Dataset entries
^^^^

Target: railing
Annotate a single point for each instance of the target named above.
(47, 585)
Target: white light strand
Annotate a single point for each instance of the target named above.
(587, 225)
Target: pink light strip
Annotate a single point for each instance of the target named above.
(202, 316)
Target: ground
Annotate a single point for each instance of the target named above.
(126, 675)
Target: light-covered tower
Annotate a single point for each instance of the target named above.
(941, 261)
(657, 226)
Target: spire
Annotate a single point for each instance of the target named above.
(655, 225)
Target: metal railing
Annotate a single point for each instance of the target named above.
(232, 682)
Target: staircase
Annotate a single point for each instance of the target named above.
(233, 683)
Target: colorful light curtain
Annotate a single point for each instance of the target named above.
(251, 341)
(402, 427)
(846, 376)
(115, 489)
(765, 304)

^^^^

**REQUIRED WORK:** Copy out all the lines above in full, and increase both the x and y coordinates of every answer point by 74. Leave everything else unchanged.

**THE ANSWER:**
Target: railing
Annotate a single point for each instance of the target named above.
(121, 659)
Target: white light strand
Annotate a single point for each instance of the target named above.
(661, 299)
Target: pink light strip
Annotate a single point for each instance of the target named above.
(276, 390)
Target: ground
Annotate a single point for each instance of the target named above.
(200, 749)
Target: light-covered tower
Annotate a single point for each instance of the target named above.
(1015, 335)
(731, 300)
Target: spire
Annotate a single point for each instance of the target named above.
(729, 299)
Target: metal railing
Annotate a single point for each instance of the target named above.
(306, 756)
Target: staircase
Annotate a single point for each instance of the target named above.
(307, 757)
Target: colorful light curtain
Annotate a single point for each instance of the target named above.
(325, 415)
(476, 501)
(920, 450)
(189, 563)
(839, 378)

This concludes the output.